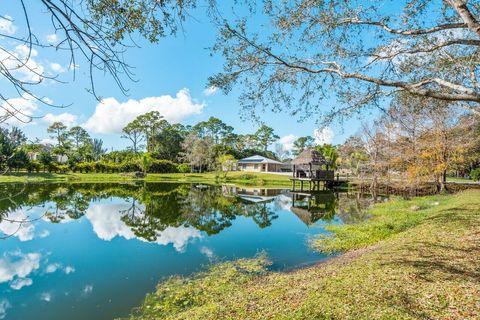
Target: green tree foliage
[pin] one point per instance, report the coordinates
(214, 128)
(198, 152)
(264, 137)
(168, 141)
(134, 133)
(150, 124)
(301, 144)
(60, 134)
(11, 154)
(330, 153)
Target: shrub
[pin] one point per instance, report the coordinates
(100, 167)
(33, 166)
(183, 168)
(247, 176)
(63, 168)
(475, 174)
(85, 167)
(130, 166)
(162, 166)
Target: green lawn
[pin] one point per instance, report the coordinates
(240, 178)
(416, 259)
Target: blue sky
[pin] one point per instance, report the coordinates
(170, 76)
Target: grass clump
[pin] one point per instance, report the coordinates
(178, 295)
(425, 267)
(239, 178)
(387, 220)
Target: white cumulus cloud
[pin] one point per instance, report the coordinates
(107, 224)
(323, 136)
(210, 91)
(51, 268)
(111, 116)
(66, 118)
(69, 269)
(19, 283)
(46, 296)
(287, 142)
(17, 264)
(18, 110)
--------
▶ What to produce: Turn every line of the material above into a Markdown table with two columns, Row for the row number and Line for the text of that line, skipping blank lines. Leave the pictures out of the table.

▶ Output of the task:
| Row | Line |
|---|---|
| 1 | Target: green tree foliage |
| 2 | [pin] one point per instance, report the coordinates |
| 3 | (214, 128) |
| 4 | (198, 152) |
| 5 | (264, 137) |
| 6 | (168, 141) |
| 7 | (134, 133) |
| 8 | (150, 124) |
| 9 | (301, 144) |
| 10 | (60, 134) |
| 11 | (11, 154) |
| 12 | (330, 153) |
| 13 | Target: shrub |
| 14 | [pin] one point per instance, report the coordinates |
| 15 | (100, 167) |
| 16 | (33, 166) |
| 17 | (183, 168) |
| 18 | (247, 176) |
| 19 | (63, 168) |
| 20 | (475, 174) |
| 21 | (85, 167) |
| 22 | (130, 166) |
| 23 | (162, 166) |
| 24 | Target: green lawn |
| 25 | [pin] one point per instance, report the coordinates |
| 26 | (240, 178) |
| 27 | (416, 259) |
| 28 | Target: blue sky |
| 29 | [pin] one point per instance, report the coordinates |
| 30 | (170, 76) |
| 31 | Target: grass clump |
| 32 | [pin] one point per instance, report the coordinates |
| 33 | (178, 295) |
| 34 | (425, 267) |
| 35 | (239, 178) |
| 36 | (387, 220) |
| 37 | Target: white cumulus cloud |
| 38 | [pin] one point per instance, report the coordinates |
| 39 | (107, 224) |
| 40 | (323, 136) |
| 41 | (210, 91) |
| 42 | (51, 268) |
| 43 | (111, 116) |
| 44 | (66, 118) |
| 45 | (69, 269) |
| 46 | (19, 283) |
| 47 | (46, 296) |
| 48 | (287, 142) |
| 49 | (17, 264) |
| 50 | (18, 110) |